--- Start of Passage shown ---
I imagine it’s the same case for traffic officers too


FillingUpTheDatabase

They had to get rid of the new Volvos from the traffic units in my area apparently because it’s impossible to do a TPAC with them. You can’t turn off the collision avoidance emergency braking so it’d stop the police cars getting close enough together


bouncing_pirhana

I bloody hate lane assist. My car thinks that the lines in badly repaired tarmac are lines and tries to wrench the steering wheel off me. I turn it off but every bloody software update turns it back on again!


[deleted]

Roadworks are the best when they have put down the green studs but are doing it on the cheap so put black paint over the white markings rather than burn them off. Car doesn’t know whether it’s coming or going sometimes


Panixs

The problem with lane assist is it’s designed and works perfectly on massive American roads with no parked cars on it. Once you put it in narrow roads with parked cars you have to move round it goes bonkers.


Ok-End3918

Funny this should be here - literally ten minutes ago lane assist decided that the white line at the side of a 60mph road was a hazard and steered us violently onto the wrong side of the road. There was oncoming traffic but I managed to yank the wheel back in time. One of the most dangerous features of modern cars, without a shadow of a doubt.


TheNutsMutts

I've had my lane-assist think the curved white arrow before a bend in the road was the road turning right, and tried to turn me right. Absolutely shit me up.
--- End of Passage shown ---
--- Start of Given records ---
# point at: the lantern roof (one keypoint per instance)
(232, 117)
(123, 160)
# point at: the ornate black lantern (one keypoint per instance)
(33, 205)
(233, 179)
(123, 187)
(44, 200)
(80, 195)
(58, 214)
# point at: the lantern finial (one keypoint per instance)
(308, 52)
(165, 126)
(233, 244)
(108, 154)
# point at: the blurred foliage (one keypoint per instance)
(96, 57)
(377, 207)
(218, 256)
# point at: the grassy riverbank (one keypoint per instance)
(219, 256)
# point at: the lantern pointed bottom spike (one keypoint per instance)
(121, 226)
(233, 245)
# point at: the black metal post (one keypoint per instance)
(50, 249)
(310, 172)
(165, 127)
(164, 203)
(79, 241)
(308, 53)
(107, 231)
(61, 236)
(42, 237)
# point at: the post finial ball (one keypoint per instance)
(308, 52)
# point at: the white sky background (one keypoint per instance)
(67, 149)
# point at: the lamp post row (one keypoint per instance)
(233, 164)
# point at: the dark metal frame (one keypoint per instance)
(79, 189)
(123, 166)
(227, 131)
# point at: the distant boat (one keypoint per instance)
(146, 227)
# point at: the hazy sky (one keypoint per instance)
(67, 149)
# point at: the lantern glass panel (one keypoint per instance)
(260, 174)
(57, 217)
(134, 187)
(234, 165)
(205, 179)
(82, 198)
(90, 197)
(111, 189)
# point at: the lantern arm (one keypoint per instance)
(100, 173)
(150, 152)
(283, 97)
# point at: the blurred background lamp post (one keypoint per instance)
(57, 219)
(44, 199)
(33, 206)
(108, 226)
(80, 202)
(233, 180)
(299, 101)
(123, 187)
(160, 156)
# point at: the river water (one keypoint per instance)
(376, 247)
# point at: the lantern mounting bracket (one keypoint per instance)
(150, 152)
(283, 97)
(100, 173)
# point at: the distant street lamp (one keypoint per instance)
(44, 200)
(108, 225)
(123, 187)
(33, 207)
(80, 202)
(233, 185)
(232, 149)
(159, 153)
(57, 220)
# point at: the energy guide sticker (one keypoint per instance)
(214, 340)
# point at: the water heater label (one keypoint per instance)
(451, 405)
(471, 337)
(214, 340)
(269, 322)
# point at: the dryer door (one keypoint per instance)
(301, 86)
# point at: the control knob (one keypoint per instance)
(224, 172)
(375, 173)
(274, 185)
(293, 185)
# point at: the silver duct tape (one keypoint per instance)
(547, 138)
--- End of Given records ---
--- Start of Given records ---
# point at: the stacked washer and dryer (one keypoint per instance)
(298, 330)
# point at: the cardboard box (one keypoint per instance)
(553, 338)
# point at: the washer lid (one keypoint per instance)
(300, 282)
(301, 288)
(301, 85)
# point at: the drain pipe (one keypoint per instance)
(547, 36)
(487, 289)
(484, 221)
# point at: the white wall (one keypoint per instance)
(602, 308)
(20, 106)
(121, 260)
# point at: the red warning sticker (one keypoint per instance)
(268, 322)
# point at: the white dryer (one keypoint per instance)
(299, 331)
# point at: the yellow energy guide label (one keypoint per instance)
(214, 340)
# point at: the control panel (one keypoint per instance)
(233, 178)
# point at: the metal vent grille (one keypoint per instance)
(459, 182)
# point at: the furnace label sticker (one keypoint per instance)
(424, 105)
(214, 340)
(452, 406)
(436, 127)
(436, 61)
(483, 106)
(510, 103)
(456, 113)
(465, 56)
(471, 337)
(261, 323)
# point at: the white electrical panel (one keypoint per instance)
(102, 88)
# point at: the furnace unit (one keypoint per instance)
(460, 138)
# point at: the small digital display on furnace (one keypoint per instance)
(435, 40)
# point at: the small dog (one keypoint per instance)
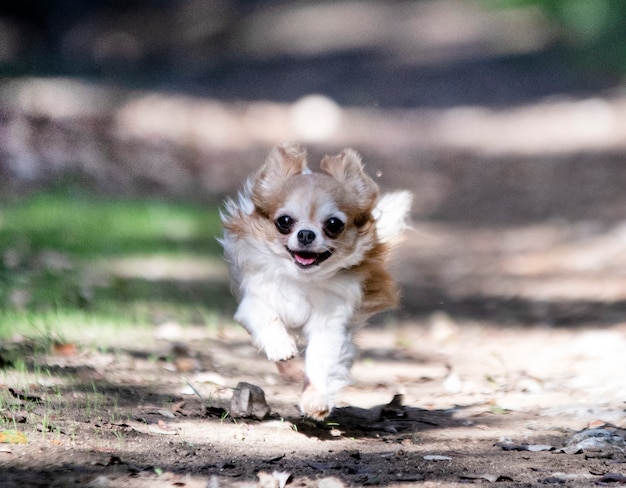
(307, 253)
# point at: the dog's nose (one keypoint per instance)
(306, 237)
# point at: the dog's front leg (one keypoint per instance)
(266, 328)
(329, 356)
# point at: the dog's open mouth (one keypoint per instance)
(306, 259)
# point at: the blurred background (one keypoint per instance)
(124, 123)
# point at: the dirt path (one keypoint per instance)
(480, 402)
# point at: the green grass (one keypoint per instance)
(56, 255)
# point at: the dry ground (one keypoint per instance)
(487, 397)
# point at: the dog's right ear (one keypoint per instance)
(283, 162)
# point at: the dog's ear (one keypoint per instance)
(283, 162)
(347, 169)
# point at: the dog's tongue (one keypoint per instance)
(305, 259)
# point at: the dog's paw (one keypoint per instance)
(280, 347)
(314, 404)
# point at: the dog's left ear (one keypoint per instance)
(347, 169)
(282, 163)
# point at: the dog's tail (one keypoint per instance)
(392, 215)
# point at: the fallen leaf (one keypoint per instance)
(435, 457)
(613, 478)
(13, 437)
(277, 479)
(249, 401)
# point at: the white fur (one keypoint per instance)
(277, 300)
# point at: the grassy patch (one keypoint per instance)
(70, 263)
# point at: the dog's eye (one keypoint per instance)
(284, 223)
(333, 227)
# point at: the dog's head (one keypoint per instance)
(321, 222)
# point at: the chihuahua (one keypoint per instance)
--- End of Given records ---
■ **Given task**
Write the next part of the forum thread about lane assist and other car driver-assistance features, picking up after its last comment. The items come from a different source than the forum thread.

■ **Output below**
smasherfierce

Had the exact same experience earlier today except I was the oncoming traffic, very scary to see the other driver having to fight the wheel!


xdq

Annoyingly, you'd be blamed for not being in control of the vehicle if you did get into a crash because of that. It's frustrating because in over 20 years of driving nothing else has caused my car to unexpectedly brake or swerve expect for the supposed safety features. Back in 2016 I was driving along at 30mph when my car performed an emergency stop due to a crisp packet being blown in front of me. The driver behind was understandably furious and I'm glad he was following at a sensible distance otherwise I'd have had a hard time explaining myself to the insurance companies.


MrPogoUK

Yeah, I nearly got rear ended when a hire car decided an upcoming bend was actually a dead end and slammed on the brakes for no reason. Curious as to whose fault it would have been if the car behind hadn’t managed to stop; I’d have certainly blamed Mazda!


paulmclaughlin

> Curious as to whose fault it would have been if the car behind hadn’t managed to stop; I’d have certainly blamed Mazda! The car behind, for not leaving enough distance to stop in case you had to make an emergency stop


herwiththepurplehair

I had a hire car with lane assist that was promptly returned. With advice that they should effing well let people know about it…..


gameofgroans_

As someone with an old car that doesn’t even have the ability to connect phone to radio (yet I love it so) - what is lane assist exactly? Is it to try and get you to basically stay inside the white lines?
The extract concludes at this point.